EXERCISE
Reproduce every line of the items below word for word, omitting the pictures.

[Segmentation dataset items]
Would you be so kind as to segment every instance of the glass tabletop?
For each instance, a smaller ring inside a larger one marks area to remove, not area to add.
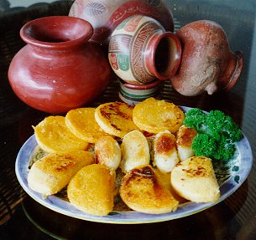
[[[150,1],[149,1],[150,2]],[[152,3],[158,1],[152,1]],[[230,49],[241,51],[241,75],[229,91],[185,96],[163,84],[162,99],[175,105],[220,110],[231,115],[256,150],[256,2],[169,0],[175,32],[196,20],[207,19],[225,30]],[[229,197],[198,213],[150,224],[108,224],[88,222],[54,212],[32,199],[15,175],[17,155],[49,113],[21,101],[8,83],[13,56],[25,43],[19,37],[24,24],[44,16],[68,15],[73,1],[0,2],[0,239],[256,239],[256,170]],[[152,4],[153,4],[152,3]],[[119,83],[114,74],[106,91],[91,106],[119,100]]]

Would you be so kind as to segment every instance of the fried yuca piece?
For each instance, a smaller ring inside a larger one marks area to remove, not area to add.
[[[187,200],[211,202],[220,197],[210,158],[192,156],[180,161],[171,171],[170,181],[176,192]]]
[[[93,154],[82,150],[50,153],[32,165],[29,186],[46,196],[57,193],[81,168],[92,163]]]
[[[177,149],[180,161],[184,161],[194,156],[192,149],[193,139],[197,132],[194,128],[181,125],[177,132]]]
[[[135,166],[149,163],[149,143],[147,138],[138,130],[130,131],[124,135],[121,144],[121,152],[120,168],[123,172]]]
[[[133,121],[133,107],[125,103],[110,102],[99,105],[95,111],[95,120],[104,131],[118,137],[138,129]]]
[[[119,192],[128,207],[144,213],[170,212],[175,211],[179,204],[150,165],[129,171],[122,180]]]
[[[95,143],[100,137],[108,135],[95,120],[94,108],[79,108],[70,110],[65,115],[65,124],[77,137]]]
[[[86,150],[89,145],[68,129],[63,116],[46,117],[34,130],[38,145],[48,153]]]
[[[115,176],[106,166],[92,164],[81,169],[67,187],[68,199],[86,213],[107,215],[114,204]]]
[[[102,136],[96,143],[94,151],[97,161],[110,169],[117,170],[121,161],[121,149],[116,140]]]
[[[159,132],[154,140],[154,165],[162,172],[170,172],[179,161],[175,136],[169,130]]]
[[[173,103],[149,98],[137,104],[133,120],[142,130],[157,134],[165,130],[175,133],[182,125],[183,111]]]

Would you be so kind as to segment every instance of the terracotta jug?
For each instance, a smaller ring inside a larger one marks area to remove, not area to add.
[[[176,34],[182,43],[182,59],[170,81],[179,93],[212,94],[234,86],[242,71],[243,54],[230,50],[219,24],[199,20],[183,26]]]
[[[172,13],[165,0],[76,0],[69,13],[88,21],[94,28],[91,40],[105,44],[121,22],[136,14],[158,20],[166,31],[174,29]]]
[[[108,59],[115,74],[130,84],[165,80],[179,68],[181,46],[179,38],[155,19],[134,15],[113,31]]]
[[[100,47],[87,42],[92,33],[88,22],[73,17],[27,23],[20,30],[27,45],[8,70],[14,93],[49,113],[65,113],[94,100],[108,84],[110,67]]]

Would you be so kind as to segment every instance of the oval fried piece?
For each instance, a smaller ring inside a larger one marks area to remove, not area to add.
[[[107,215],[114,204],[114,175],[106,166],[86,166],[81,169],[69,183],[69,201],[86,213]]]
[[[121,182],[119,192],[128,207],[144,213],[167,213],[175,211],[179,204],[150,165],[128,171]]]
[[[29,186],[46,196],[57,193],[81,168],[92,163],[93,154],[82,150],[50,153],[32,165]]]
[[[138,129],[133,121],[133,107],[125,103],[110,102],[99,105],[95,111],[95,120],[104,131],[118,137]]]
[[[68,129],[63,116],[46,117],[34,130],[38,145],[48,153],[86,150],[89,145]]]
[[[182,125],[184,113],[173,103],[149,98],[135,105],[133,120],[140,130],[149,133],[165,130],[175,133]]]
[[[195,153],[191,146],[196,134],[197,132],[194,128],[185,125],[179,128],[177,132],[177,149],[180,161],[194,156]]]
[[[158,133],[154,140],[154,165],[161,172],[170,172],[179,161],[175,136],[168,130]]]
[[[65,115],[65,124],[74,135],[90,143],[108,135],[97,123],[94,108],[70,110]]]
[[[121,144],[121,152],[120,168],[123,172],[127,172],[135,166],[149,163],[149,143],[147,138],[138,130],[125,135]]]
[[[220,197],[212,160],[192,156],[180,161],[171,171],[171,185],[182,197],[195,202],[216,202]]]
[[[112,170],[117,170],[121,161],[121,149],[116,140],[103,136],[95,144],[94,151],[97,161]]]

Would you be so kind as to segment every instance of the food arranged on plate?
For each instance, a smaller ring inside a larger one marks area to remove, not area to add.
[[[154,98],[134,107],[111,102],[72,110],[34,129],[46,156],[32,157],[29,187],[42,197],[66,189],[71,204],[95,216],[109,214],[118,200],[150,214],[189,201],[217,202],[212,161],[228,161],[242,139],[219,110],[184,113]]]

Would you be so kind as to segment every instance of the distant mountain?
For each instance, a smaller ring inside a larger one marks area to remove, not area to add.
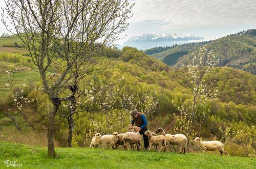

ANSWER BELOW
Would you be so kind as to segment every instance of the glass tabletop?
For each instance, a smaller ring inside a larger one marks area to remove, not area to add.
[[[150,1],[149,1],[150,2]],[[152,3],[158,1],[152,1]],[[230,49],[241,51],[241,75],[229,91],[185,96],[163,84],[162,99],[175,105],[220,110],[231,115],[256,150],[256,2],[169,0],[175,32],[196,20],[207,19],[225,30]],[[229,197],[198,213],[150,224],[108,224],[88,222],[54,212],[32,199],[15,175],[17,155],[49,113],[21,101],[8,83],[13,56],[25,43],[19,37],[24,24],[44,16],[68,15],[73,1],[0,2],[0,239],[256,239],[256,170]],[[152,4],[153,4],[152,3]],[[119,83],[114,74],[106,91],[91,106],[119,100]]]

Would you be so kind as to segment every instance of the fried yuca piece?
For each instance, a smaller ring inside a larger one marks area to remove, not area to add.
[[[187,200],[211,202],[220,197],[210,158],[192,156],[180,161],[171,171],[170,181],[176,192]]]
[[[93,154],[82,150],[50,153],[32,165],[29,186],[46,196],[57,193],[81,168],[92,163]]]
[[[177,149],[180,161],[184,161],[194,156],[192,149],[193,139],[197,132],[194,128],[181,125],[177,132]]]
[[[135,166],[149,163],[149,143],[147,138],[138,130],[130,131],[124,135],[121,144],[121,152],[120,168],[123,172]]]
[[[133,121],[133,107],[125,103],[110,102],[99,105],[95,111],[95,120],[104,131],[118,137],[138,129]]]
[[[119,192],[128,207],[144,213],[170,212],[175,211],[179,204],[150,165],[129,171],[122,180]]]
[[[95,143],[100,137],[108,135],[95,120],[94,108],[79,108],[70,110],[65,115],[65,124],[77,137]]]
[[[86,150],[89,145],[68,129],[63,116],[46,117],[34,130],[38,145],[48,153]]]
[[[115,176],[106,166],[92,164],[81,169],[67,187],[68,199],[86,213],[107,215],[114,204]]]
[[[102,136],[96,143],[94,151],[97,161],[110,169],[117,170],[121,161],[121,149],[116,140]]]
[[[159,132],[154,140],[154,165],[162,172],[170,172],[179,161],[175,136],[169,130]]]
[[[173,103],[149,98],[137,104],[133,120],[142,130],[157,134],[165,130],[175,133],[182,125],[183,111]]]

Would you be so kind as to segment every instance of the terracotta jug?
For each instance, a smaller ring inside a larger one marks area to remove, not area to add.
[[[176,34],[182,43],[182,59],[170,81],[179,93],[212,94],[234,86],[242,71],[243,54],[230,50],[219,24],[199,20],[183,26]]]
[[[172,13],[165,0],[76,0],[69,13],[88,21],[94,28],[91,40],[105,44],[121,22],[136,14],[158,20],[166,31],[174,29]]]
[[[108,59],[115,74],[130,84],[165,80],[179,68],[181,46],[179,38],[155,19],[134,15],[113,31]]]
[[[100,47],[87,42],[92,33],[88,22],[73,17],[27,23],[20,30],[27,45],[8,70],[14,93],[49,113],[65,113],[94,100],[108,84],[110,67]]]

Would you be so kind as to segment every instance of the oval fried piece?
For each instance, a smaller ring inside a larger one marks area to remove, not area to add.
[[[107,215],[114,204],[114,175],[106,166],[86,166],[81,169],[69,183],[69,201],[86,213]]]
[[[121,182],[119,192],[128,207],[144,213],[167,213],[175,211],[179,204],[150,165],[128,171]]]
[[[29,186],[46,196],[57,193],[81,168],[92,163],[93,154],[82,150],[50,153],[32,165]]]
[[[138,129],[133,121],[133,107],[125,103],[110,102],[99,105],[95,111],[95,120],[104,131],[118,137]]]
[[[68,129],[63,116],[46,117],[34,130],[38,145],[48,153],[86,150],[89,145]]]
[[[182,125],[184,113],[173,103],[149,98],[135,105],[133,120],[140,130],[149,133],[165,130],[175,133]]]
[[[195,153],[191,146],[196,134],[197,132],[194,128],[185,125],[179,128],[177,132],[177,149],[180,161],[194,156]]]
[[[158,133],[154,140],[154,165],[161,172],[170,172],[179,161],[175,136],[168,130]]]
[[[65,115],[65,124],[74,135],[90,143],[108,135],[97,123],[94,108],[70,110]]]
[[[121,144],[121,152],[120,168],[123,172],[127,172],[135,166],[149,163],[149,143],[147,138],[138,130],[125,135]]]
[[[220,197],[212,160],[192,156],[180,161],[171,171],[171,185],[182,197],[195,202],[216,202]]]
[[[112,170],[117,170],[121,161],[121,149],[116,140],[103,136],[95,144],[94,151],[97,161]]]

Would you be so kind as to segment every instance of the food arranged on plate?
For each instance, a smaller ring inside a larger one marks area to remove, not area to add.
[[[154,98],[134,107],[111,102],[72,110],[34,129],[46,156],[32,157],[29,187],[42,197],[66,189],[71,204],[95,216],[109,214],[118,200],[150,214],[189,201],[217,202],[212,161],[228,161],[242,139],[219,110],[184,113]]]

Would you be so kind as to segment every instance of the distant mountain?
For each instance, a smaller ring inside a larger one marks area to remove, not area to add.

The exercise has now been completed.